■ **To do**: Reproduce exactly, leaving out pictures, each line from the one holding "Target: row of sunflower" through the final line of the listing, and add nothing.

■ **Source information**:

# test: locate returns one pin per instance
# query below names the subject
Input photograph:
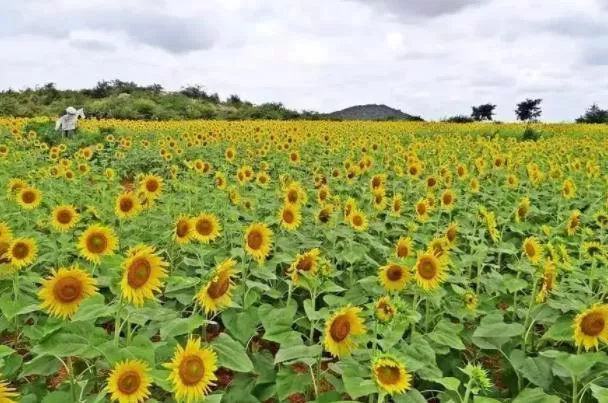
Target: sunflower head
(192, 371)
(391, 375)
(341, 330)
(63, 292)
(258, 239)
(130, 381)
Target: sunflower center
(530, 251)
(292, 196)
(340, 328)
(388, 375)
(427, 269)
(126, 204)
(593, 324)
(305, 264)
(182, 228)
(219, 287)
(288, 216)
(394, 273)
(139, 272)
(204, 227)
(20, 250)
(67, 289)
(129, 382)
(28, 197)
(255, 240)
(97, 243)
(191, 370)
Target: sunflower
(29, 198)
(451, 233)
(64, 218)
(358, 220)
(192, 371)
(130, 381)
(5, 232)
(573, 222)
(127, 206)
(391, 375)
(217, 293)
(385, 309)
(305, 263)
(396, 205)
(7, 393)
(258, 238)
(422, 210)
(532, 249)
(522, 209)
(22, 252)
(341, 329)
(290, 217)
(393, 277)
(152, 185)
(591, 326)
(206, 227)
(96, 242)
(430, 272)
(403, 248)
(143, 272)
(63, 292)
(448, 199)
(470, 300)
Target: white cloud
(432, 58)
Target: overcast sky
(433, 58)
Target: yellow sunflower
(183, 232)
(127, 206)
(7, 393)
(192, 371)
(393, 277)
(385, 309)
(305, 263)
(64, 218)
(591, 326)
(206, 227)
(143, 272)
(152, 185)
(96, 242)
(290, 217)
(29, 198)
(22, 252)
(573, 222)
(391, 375)
(532, 249)
(63, 292)
(430, 272)
(217, 293)
(130, 381)
(403, 248)
(358, 220)
(258, 238)
(341, 329)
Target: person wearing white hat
(68, 122)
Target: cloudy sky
(434, 58)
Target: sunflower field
(303, 262)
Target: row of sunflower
(273, 261)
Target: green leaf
(535, 396)
(296, 352)
(577, 364)
(231, 354)
(538, 371)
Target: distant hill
(371, 112)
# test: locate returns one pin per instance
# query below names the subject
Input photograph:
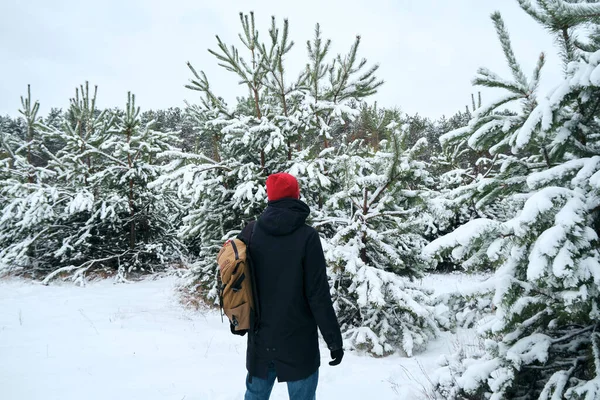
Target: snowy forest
(509, 187)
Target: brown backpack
(236, 286)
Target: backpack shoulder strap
(247, 233)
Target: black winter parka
(293, 294)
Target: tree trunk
(363, 251)
(131, 205)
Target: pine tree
(543, 341)
(377, 220)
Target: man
(293, 293)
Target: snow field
(135, 341)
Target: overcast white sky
(429, 50)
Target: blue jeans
(260, 389)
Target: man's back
(293, 292)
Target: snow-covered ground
(135, 341)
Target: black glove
(336, 356)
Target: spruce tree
(543, 340)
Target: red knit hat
(282, 185)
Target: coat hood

■ **Expected answer**:
Target: row of sunflower
(273, 261)
Target: green leaf
(535, 396)
(296, 352)
(577, 364)
(231, 354)
(538, 371)
Target: distant hill
(371, 112)
# test: locate returns one pin per instance
# query below names the subject
Input photograph:
Target: snowy forest
(509, 187)
Target: brown backpack
(236, 286)
Target: backpack shoulder strap
(247, 233)
Target: black winter parka
(293, 294)
Target: tree trunk
(363, 251)
(131, 205)
Target: pine tree
(543, 341)
(377, 220)
Target: man
(293, 293)
Target: snow field
(135, 341)
Target: overcast white sky
(429, 50)
Target: blue jeans
(260, 389)
Target: man's back
(293, 292)
Target: snow-covered ground
(135, 341)
Target: black glove
(336, 356)
Target: spruce tree
(543, 340)
Target: red knit hat
(282, 185)
Target: coat hood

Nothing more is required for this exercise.